**Passage shown**:
.....

As Monkito caught fire due to internal power supply failure, I had the opportunity to redesign the PCB to have a cleaner build, to save space and to improve connections efficiency. The code has been updated as well, with some changes including EEPROM storage of brightness value, minor pinout modifications, among others.

The PCB has been sent to seeedstudio to be professionally made and the result was excellent, with clean and precise tracks and very clean solder areas. Great !

The bare PCB is available for CHF 8.00 plus shipping. If interested, please send your request to eliadarkroom at g mail,  I would be glad to ship them.

The Gerber files are available by email upon request as they are not uploadable on wordpress.

 

Monkito_BOM
the new PCB with its illustrated BOM (two decoupling capacitors are missing, see page bottom)

 

Monkito_Arduino_PCB
schematic including the Arduino board (the 3rd display being actually outboard)

.....

**Record excerpts**:
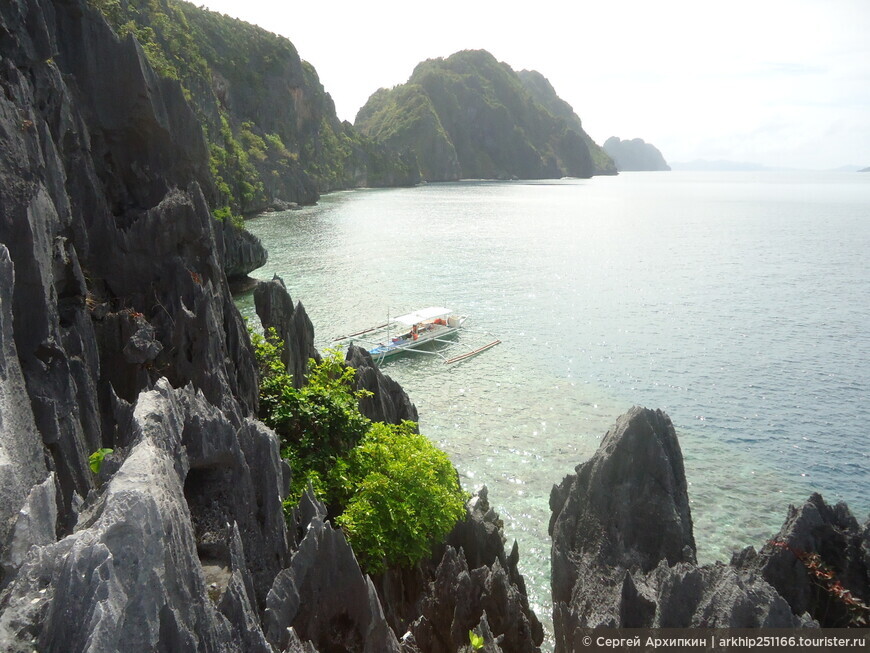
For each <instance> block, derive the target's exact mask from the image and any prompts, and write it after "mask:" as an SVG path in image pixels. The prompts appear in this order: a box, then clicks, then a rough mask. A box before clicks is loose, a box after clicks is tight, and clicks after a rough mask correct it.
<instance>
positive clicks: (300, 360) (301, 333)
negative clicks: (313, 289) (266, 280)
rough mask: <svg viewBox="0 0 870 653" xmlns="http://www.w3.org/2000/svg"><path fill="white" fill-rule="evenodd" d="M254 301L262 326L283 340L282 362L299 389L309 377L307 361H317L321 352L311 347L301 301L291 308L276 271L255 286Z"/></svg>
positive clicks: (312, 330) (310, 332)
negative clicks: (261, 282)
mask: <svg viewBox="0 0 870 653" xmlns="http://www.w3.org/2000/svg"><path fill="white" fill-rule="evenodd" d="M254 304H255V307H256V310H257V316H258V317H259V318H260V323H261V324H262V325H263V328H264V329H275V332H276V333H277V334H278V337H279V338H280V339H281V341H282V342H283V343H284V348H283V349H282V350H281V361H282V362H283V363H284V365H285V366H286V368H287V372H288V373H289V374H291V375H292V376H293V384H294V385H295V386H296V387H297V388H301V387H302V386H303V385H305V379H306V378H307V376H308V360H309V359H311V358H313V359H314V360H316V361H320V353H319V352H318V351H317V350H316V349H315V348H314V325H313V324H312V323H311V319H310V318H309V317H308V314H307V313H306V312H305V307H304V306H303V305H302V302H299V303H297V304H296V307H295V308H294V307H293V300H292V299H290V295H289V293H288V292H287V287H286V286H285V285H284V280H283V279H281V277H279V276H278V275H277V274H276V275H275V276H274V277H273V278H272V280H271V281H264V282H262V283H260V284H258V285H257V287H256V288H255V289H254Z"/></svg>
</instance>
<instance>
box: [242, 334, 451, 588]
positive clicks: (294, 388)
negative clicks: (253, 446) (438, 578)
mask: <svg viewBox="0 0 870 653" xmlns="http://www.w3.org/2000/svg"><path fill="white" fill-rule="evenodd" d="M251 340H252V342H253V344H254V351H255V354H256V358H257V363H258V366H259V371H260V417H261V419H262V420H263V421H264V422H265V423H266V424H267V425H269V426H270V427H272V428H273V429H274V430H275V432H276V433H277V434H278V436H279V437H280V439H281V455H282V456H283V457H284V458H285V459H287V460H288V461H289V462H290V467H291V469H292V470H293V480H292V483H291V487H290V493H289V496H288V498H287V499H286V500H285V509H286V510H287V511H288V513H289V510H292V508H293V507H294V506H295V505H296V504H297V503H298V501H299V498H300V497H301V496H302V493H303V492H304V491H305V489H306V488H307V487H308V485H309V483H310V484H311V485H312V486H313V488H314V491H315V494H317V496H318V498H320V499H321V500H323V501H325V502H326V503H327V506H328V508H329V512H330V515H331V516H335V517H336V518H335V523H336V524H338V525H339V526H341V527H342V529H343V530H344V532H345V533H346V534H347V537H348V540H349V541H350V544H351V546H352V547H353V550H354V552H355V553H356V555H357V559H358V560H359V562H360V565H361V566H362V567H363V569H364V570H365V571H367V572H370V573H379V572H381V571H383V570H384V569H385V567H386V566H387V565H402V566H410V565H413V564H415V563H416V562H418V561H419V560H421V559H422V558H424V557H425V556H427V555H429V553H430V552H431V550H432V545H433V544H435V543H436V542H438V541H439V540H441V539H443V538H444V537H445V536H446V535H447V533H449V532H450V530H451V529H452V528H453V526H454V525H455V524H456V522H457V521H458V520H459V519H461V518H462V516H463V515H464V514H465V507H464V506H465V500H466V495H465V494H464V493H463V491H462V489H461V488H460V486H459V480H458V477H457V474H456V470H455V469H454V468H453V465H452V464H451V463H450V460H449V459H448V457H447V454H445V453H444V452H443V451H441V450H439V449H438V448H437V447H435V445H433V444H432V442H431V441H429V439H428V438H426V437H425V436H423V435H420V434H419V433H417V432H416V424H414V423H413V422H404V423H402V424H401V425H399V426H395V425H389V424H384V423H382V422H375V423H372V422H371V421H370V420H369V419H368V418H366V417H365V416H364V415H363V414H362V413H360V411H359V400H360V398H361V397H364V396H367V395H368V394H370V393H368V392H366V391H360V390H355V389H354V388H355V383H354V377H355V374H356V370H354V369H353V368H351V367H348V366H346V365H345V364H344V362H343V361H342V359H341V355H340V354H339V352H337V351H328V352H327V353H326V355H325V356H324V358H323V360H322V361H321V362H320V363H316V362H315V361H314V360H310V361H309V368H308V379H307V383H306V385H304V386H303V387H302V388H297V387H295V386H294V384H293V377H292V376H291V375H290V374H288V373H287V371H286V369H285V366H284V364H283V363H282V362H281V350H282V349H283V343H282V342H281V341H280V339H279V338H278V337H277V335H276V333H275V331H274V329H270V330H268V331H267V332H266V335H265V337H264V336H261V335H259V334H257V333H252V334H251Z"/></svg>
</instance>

.....

**Tasks to complete**:
[1] In the Monkito PCB post, turn the paragraph beginning "As Monkito caught fire" into a short bulleted list that keeps its main facts.
[2] Translate this sentence from the Monkito PCB post into Spanish: "The Gerber files are available by email upon request as they are not uploadable on wordpress."
[3] According to the Monkito PCB post, how much does the bare PCB cost?
The records that come after the text have nothing to do with it.

**Task-by-task results**:
[1]
- Monkito caught fire because its internal power supply failed.
- The PCB was redesigned for a cleaner build, to save space, and to make connections more efficient.
- The code was also updated, with changes that include EEPROM storage of the brightness value and minor pinout modifications.

[2] Los archivos Gerber están disponibles por correo electrónico previa solicitud, ya que no se pueden subir a wordpress.

[3] CHF 8.00 plus shipping.